- **EXERCISE**: Having read the records, set them all down exactly as they appear.

(Source data)
"""

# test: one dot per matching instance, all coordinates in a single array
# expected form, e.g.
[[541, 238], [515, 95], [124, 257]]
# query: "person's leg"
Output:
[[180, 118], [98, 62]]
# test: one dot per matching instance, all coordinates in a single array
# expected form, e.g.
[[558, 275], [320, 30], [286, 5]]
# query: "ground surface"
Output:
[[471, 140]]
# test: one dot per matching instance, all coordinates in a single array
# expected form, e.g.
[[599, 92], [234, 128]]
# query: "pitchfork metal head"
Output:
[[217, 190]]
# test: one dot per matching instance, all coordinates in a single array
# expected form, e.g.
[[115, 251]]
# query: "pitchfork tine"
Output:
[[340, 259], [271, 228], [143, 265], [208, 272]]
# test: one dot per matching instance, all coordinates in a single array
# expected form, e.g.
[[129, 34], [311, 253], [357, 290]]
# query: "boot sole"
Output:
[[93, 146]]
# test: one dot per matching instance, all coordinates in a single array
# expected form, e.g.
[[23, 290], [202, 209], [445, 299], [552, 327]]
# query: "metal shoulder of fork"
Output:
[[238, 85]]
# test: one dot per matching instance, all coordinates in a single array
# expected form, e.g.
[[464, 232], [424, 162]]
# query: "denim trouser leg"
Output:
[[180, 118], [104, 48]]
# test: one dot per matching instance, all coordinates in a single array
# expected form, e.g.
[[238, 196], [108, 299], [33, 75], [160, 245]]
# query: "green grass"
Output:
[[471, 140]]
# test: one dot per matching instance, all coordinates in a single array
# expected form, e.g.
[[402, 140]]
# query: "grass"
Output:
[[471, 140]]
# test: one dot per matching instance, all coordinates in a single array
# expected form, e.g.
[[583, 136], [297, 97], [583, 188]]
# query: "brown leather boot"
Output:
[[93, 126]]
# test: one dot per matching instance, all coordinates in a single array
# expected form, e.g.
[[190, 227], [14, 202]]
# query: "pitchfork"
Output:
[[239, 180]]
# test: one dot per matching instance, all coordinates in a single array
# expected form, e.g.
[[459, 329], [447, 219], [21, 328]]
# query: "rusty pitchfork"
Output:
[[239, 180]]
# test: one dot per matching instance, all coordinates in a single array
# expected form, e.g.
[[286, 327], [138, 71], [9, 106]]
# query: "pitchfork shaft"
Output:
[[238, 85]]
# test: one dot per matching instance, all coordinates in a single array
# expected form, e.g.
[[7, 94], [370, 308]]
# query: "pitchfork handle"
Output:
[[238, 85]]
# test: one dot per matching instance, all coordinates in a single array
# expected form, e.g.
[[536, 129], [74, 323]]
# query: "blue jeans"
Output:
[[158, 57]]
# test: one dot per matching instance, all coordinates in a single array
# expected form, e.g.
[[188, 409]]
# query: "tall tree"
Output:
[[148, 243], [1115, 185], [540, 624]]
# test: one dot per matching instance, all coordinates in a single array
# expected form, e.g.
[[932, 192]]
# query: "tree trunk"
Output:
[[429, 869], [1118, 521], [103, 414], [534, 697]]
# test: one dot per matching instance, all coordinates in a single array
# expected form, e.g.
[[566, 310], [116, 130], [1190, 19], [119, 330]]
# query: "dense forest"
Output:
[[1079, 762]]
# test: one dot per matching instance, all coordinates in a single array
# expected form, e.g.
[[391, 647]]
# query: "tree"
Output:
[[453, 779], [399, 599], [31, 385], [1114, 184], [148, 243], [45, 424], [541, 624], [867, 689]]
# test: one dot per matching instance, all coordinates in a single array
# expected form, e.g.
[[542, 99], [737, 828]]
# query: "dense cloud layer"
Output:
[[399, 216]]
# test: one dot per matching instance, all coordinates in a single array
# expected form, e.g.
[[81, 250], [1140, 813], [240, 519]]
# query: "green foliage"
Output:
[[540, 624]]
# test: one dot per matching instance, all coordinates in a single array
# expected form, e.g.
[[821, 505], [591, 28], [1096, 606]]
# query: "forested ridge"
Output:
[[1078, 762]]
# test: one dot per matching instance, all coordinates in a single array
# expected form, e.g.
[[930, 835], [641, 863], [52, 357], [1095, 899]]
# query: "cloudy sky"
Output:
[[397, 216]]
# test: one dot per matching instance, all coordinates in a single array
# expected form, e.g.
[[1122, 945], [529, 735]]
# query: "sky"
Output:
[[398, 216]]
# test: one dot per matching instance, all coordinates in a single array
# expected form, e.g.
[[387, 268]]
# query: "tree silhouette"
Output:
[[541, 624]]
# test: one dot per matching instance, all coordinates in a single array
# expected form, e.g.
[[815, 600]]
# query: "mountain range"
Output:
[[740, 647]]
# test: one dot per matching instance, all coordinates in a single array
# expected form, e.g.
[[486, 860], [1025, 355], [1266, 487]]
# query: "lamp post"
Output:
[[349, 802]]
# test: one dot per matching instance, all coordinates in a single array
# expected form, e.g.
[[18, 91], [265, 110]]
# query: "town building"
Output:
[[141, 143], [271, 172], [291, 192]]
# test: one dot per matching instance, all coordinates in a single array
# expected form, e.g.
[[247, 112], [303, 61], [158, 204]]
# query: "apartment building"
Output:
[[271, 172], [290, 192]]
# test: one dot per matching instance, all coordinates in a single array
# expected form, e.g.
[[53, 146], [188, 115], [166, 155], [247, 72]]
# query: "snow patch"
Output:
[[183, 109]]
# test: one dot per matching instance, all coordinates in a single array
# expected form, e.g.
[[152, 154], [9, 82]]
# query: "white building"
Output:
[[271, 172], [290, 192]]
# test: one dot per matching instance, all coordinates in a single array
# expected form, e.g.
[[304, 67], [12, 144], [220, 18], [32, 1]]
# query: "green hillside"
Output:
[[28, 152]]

"""

- **ANSWER SPACE**:
# test: one dot per matching instance, all coordinates in a single array
# expected form, e.g.
[[541, 238], [515, 95], [124, 257]]
# query: "person's leg"
Output:
[[180, 118], [98, 62]]
# test: one dot per matching instance, all coordinates in a single array
# expected form, e.g.
[[558, 275], [320, 30], [286, 5]]
# query: "ground surface"
Output:
[[471, 140]]
# test: one dot per matching instance, all coordinates in a single array
# expected form, e.g.
[[599, 92], [234, 128]]
# query: "pitchfork metal head"
Output:
[[217, 190]]
# test: one dot per matching instance, all coordinates in a single array
# expected form, e.g.
[[115, 251]]
# query: "pitchfork tine"
Output:
[[340, 259], [271, 228], [143, 265], [208, 272]]
# test: one dot per matching instance, all coordinates in a single array
# expected form, e.g.
[[129, 34], [311, 253], [357, 290]]
# query: "boot sole"
Output:
[[93, 146]]
# test: one dot per matching instance, all coordinates in a single array
# expected form, e.g.
[[23, 290], [202, 209], [445, 299], [552, 327]]
# query: "metal shoulder of fork"
Output:
[[238, 85]]
# test: one dot per matching instance, all coordinates in a single array
# expected form, e.g.
[[464, 232], [424, 162]]
# query: "denim trouser leg"
Output:
[[180, 118], [104, 48]]
# test: one dot per matching instance, all coordinates in a single array
# expected form, e.g.
[[238, 196], [108, 299], [33, 75], [160, 245]]
# query: "green grass"
Output:
[[471, 140]]
# test: one dot per matching instance, all coordinates in a single array
# expected form, e.g.
[[402, 140]]
# query: "grass"
Output:
[[471, 140]]
# test: one dot per matching instance, all coordinates in a single array
# expected form, e.g.
[[583, 136], [297, 97], [583, 188]]
# query: "brown leather boot"
Output:
[[93, 126]]
# test: one dot per matching instance, all coordinates in a single array
# expected form, e.g.
[[190, 227], [14, 202]]
# query: "pitchfork"
Output:
[[239, 180]]
# test: one dot per matching instance, all coordinates in a single array
# expected form, e.g.
[[459, 329], [447, 219], [21, 328]]
# query: "rusty pitchfork"
Output:
[[239, 180]]
# test: one dot per matching instance, all coordinates in a single array
# expected form, e.g.
[[286, 327], [138, 71], [9, 106]]
# query: "pitchfork shaft"
Output:
[[238, 85]]
# test: one dot per matching instance, all coordinates in a single array
# expected form, e.g.
[[7, 94], [370, 308]]
# query: "pitchfork handle"
Output:
[[238, 85]]
# test: one dot per matching instance, all coordinates in a single array
# expected form, e.g.
[[536, 129], [74, 323]]
# query: "blue jeans"
Output:
[[158, 57]]
# test: one dot per matching instance, all coordinates in a single array
# expected form, e.g.
[[188, 409]]
# query: "tall tree"
Output:
[[148, 243], [1115, 185], [540, 624]]
# test: one dot per matching instance, all coordinates in a single array
# expected form, e.g.
[[932, 192]]
# query: "tree trunk"
Output:
[[429, 869], [1118, 521], [103, 414], [534, 697]]
# test: one dot per matching instance, all coordinates in a single array
# expected form, e.g.
[[566, 310], [116, 130], [1190, 19], [119, 330]]
# query: "dense forest"
Output:
[[1079, 762]]
# test: one dot per matching instance, all coordinates in a single array
# expected form, e.g.
[[391, 647]]
# query: "tree"
Output:
[[453, 779], [399, 599], [31, 385], [1114, 184], [148, 243], [45, 424], [541, 624], [867, 689]]
# test: one dot per matching instance, all coordinates in a single array
# expected form, e.g.
[[542, 99], [737, 828]]
# query: "dense cloud layer"
Output:
[[399, 216]]
# test: one dot per matching instance, all coordinates in a single array
# expected form, e.g.
[[81, 250], [1140, 813], [240, 519]]
# query: "green foliage"
Output:
[[540, 624]]
# test: one dot per matching instance, all coordinates in a single array
# expected form, e.g.
[[821, 505], [591, 28], [1096, 606]]
# query: "forested ridge"
Output:
[[1078, 762]]
# test: one dot per matching instance, all coordinates in a single array
# expected form, e.g.
[[930, 835], [641, 863], [52, 357], [1095, 899]]
# query: "cloudy sky"
Output:
[[397, 216]]
# test: one dot per matching instance, all coordinates in a single array
# expected form, e.g.
[[1122, 945], [529, 735]]
# query: "sky"
Output:
[[398, 216]]
# test: one dot per matching instance, all coordinates in a single array
# expected form, e.g.
[[387, 268]]
# query: "tree silhouette"
Output:
[[541, 624]]
# test: one dot per matching instance, all coordinates in a single array
# expected form, e.g.
[[815, 600]]
# query: "mountain range"
Output:
[[740, 647]]
# test: one dot per matching instance, all coordinates in a single array
# expected form, e.g.
[[486, 860], [1025, 355], [1266, 487]]
# query: "lamp post"
Output:
[[349, 802]]
# test: one dot per matching instance, all coordinates in a single array
# expected form, e.g.
[[18, 91], [265, 110]]
# query: "town building"
Output:
[[141, 143], [271, 172], [291, 192]]
# test: one dot per matching instance, all coordinates in a single array
# expected form, e.g.
[[247, 112], [303, 61], [158, 204]]
# query: "apartment building"
Output:
[[271, 172], [290, 192]]
# test: one dot per matching instance, all coordinates in a single array
# expected form, e.g.
[[53, 146], [188, 115], [166, 155], [247, 72]]
# query: "snow patch"
Output:
[[183, 109]]
# test: one dot per matching instance, all coordinates in a single array
# expected form, e.g.
[[152, 154], [9, 82]]
# query: "white building"
Output:
[[271, 172], [290, 192]]
# test: one dot per matching instance, all coordinates in a single array
# expected form, e.g.
[[304, 67], [12, 144], [220, 18], [32, 1]]
# query: "green hillside"
Output:
[[28, 152]]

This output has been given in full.